↓

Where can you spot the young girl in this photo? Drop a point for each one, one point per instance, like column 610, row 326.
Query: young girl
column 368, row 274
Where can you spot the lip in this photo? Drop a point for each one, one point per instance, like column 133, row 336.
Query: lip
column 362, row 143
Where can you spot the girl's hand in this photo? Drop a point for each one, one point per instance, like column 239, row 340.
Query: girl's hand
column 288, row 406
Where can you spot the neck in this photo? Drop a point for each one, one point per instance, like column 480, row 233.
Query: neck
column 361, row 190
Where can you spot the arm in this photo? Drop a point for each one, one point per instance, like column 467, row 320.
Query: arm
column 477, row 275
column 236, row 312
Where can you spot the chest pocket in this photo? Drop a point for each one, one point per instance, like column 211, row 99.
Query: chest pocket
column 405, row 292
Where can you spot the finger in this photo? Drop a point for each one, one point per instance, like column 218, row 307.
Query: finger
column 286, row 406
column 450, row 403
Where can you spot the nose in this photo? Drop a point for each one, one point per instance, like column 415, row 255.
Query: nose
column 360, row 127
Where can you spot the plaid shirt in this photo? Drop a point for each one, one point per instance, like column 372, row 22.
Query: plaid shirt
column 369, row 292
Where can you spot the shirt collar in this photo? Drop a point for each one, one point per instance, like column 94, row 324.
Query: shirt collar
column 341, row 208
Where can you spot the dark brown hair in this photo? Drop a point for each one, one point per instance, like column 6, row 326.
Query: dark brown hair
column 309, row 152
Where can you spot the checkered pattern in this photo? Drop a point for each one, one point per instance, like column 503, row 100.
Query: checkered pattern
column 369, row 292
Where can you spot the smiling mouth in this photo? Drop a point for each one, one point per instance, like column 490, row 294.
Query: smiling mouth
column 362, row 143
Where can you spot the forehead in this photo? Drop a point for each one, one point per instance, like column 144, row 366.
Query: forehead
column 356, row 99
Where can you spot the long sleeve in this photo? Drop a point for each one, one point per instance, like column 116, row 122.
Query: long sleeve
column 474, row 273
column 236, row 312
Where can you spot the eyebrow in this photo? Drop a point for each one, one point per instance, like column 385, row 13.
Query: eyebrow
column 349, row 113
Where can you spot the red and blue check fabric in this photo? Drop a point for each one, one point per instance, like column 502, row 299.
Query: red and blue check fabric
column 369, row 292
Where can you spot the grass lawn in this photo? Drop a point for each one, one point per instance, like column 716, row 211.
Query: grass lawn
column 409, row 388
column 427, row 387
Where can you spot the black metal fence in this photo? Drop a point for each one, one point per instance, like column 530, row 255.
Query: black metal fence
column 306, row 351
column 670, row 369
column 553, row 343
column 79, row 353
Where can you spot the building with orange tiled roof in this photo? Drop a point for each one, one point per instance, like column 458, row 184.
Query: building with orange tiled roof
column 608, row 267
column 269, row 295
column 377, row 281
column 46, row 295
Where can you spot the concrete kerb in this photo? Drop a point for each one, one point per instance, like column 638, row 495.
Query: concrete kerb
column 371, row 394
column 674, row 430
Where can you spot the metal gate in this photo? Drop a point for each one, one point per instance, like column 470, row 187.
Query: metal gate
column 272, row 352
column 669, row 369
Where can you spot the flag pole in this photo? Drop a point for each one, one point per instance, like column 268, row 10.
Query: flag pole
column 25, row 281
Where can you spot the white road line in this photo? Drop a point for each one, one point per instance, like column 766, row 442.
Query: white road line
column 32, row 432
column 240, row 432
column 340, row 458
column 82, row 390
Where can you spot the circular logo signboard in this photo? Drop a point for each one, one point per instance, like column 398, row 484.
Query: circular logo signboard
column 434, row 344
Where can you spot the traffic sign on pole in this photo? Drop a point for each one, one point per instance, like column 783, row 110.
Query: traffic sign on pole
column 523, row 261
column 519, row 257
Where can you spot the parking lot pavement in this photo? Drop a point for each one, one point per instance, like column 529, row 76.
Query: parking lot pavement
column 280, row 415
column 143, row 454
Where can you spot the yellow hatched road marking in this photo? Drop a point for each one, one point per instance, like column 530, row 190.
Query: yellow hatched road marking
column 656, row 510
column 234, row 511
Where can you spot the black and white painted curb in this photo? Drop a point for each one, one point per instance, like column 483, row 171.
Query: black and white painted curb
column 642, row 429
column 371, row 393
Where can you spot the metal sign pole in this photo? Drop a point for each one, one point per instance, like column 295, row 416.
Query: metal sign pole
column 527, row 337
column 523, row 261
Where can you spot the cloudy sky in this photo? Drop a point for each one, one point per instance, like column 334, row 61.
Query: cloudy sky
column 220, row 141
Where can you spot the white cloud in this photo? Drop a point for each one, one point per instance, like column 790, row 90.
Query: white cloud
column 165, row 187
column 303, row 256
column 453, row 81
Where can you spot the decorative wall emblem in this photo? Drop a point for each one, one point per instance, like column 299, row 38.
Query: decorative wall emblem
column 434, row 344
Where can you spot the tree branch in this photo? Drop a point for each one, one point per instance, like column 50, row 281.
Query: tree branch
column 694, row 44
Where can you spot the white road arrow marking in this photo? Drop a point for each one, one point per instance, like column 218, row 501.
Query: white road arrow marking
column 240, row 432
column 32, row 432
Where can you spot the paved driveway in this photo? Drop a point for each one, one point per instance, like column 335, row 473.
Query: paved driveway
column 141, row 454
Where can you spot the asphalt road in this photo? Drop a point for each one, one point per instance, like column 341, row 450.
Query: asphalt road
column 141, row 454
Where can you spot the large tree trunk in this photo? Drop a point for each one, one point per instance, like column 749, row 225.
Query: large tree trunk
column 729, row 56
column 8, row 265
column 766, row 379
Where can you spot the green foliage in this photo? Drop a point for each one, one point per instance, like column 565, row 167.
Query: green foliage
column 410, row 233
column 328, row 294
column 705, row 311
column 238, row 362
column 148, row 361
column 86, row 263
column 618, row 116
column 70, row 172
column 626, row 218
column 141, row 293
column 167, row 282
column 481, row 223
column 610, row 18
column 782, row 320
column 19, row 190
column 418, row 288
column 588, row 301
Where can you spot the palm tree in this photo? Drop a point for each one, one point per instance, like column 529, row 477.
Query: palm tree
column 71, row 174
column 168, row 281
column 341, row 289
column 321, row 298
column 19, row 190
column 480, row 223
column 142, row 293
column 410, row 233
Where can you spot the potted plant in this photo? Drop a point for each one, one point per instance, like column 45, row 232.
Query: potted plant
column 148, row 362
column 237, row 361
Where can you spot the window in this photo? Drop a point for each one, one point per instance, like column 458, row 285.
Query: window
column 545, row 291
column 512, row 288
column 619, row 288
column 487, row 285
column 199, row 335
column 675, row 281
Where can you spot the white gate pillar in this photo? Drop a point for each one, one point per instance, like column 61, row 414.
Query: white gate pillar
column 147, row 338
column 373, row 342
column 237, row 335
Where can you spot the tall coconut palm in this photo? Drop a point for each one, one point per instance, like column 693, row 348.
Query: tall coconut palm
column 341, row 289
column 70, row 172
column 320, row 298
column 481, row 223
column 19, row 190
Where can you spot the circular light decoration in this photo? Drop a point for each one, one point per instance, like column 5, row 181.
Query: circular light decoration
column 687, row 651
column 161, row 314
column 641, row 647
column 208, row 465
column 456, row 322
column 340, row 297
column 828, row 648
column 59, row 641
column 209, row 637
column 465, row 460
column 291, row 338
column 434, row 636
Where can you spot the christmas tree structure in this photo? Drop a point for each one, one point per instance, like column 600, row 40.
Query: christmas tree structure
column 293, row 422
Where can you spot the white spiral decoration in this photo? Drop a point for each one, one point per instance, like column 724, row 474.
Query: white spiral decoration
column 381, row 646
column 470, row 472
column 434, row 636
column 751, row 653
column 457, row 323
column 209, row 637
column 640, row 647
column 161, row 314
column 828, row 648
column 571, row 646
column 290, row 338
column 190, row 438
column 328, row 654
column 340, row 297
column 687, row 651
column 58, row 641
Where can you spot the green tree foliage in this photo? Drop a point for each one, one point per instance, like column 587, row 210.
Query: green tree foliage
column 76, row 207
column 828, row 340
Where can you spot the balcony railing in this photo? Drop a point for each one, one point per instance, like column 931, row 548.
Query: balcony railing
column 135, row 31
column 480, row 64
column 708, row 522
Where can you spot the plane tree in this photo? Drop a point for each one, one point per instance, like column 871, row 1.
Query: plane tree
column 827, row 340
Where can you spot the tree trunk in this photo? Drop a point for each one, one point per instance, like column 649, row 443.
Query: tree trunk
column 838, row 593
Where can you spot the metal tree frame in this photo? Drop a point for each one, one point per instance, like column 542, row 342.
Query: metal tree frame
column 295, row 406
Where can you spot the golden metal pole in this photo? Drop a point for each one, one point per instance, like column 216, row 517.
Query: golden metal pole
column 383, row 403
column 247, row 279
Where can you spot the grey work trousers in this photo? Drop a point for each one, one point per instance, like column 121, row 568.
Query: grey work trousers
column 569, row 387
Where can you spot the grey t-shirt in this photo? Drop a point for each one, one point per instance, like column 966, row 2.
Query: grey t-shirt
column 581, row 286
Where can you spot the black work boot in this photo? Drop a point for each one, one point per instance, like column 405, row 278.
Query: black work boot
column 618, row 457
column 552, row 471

↑

**REQUIRED ACTION:** Each line from the one that contains "Where can you spot the black work" through the last line of the listing above should be written out exactly, and no other line.

**OUTPUT BELOW:**
Where can you spot the black work boot in this photo? Drop a point for each one, one point per instance, like column 405, row 278.
Query: black work boot
column 618, row 457
column 552, row 471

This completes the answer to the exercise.